→ Task goal: Rewrite these lines with "slalom pole" swapped for "ski gate" and everything else left the same.

____

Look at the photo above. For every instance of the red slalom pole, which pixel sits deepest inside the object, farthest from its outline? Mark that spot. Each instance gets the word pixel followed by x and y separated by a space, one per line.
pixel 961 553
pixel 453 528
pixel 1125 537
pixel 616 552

____

→ Problem solution:
Look at the photo above. For every instance of the red ski gate, which pixel sits deepest inside the object, farthest from its outline? Mark that spot. Each instance gets the word pixel followed by x and y separated by a space, one per line.
pixel 961 553
pixel 453 528
pixel 1125 537
pixel 616 552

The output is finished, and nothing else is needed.